| About this exercise |
The following entries should be restated word for word, pictures excluded.

--- --- ---

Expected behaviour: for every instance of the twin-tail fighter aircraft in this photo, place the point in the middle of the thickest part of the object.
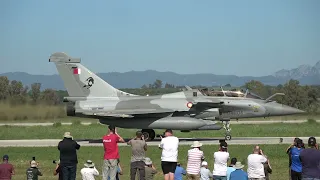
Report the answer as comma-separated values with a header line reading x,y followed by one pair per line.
x,y
92,97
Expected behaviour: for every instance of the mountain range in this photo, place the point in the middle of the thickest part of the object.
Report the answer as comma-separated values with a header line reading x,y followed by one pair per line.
x,y
306,74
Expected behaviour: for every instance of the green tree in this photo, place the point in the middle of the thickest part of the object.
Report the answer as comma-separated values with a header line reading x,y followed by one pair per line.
x,y
4,87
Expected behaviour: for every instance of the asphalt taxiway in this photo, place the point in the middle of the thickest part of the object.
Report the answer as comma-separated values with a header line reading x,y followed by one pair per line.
x,y
183,141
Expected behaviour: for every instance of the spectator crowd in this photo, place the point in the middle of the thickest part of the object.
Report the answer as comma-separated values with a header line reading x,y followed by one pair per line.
x,y
304,162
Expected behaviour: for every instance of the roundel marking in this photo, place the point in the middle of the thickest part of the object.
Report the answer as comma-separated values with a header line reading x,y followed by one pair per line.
x,y
189,104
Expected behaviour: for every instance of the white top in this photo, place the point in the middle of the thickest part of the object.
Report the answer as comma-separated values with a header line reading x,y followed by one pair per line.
x,y
220,163
89,173
194,161
255,166
205,174
169,147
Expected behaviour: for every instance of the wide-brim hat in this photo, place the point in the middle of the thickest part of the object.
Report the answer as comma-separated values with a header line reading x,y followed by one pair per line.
x,y
238,165
67,135
89,164
147,161
196,144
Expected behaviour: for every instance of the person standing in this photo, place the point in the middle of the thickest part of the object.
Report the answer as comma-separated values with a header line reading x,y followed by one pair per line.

--- --- ---

| Exercise output |
Expected behaviour: for every instance of the twin-tail fighter aircraft in this photo, place the point in the middle of the thickest part of the object.
Report the answer as comma-separated values with a header line reading x,y followed by one pair per line.
x,y
92,97
Expected behaviour: for every instance of the mountain range in this photo, place the point in the middle of the thickest part of the object.
Report the answer as comma-separated values with a header line reading x,y followed by one pair per line.
x,y
306,74
Expected behaviour: for every instance of the green tree in this photo, place the point in the middle of the thickest part of the object.
Report the answer as comma-separated values with a header line reading x,y followed by one pair per line.
x,y
4,87
Expected behaviour: for every instance of the asphalt taxiway in this photo, place the point in the middle of the thickest part of the object.
Report the answer as comma-separated values with a header line reading x,y followed by one pair per line.
x,y
183,141
Expected behaviour: for every instance of the spectator crowd in this photo, place the point in the middle of the thickest part of the object.
Report the answer as comma-separated values with a header line reading x,y followed by one pair per line.
x,y
304,162
Expected behaviour: for every instance of the roundel marking in this photo, place the point in the middle of the thickest part of the object.
Report the answer as comma-separated values with a header line reading x,y followed by one pair per line.
x,y
189,104
Expected behaviour: for every instance of the white top in this photo, place the point in the middle of the thickest part of the object.
Report the answer as comma-separated values with a header line reading x,y followed by one pair per line.
x,y
220,163
89,173
194,161
255,166
205,174
169,147
Expected behaviour: for every instance of the wide-brim hat in this photo, place the point in the middle of the thickest part of the object.
Report the answer as comma-separated values with a header line reading x,y followed by one pair per line.
x,y
238,165
67,135
89,164
147,161
196,144
Expected behaviour: for every instance of the person standing in this photo, place the point in the middle of the thickest part of the object.
Report the answer as comma-separated values with a header line reading x,y followed by one pair per line.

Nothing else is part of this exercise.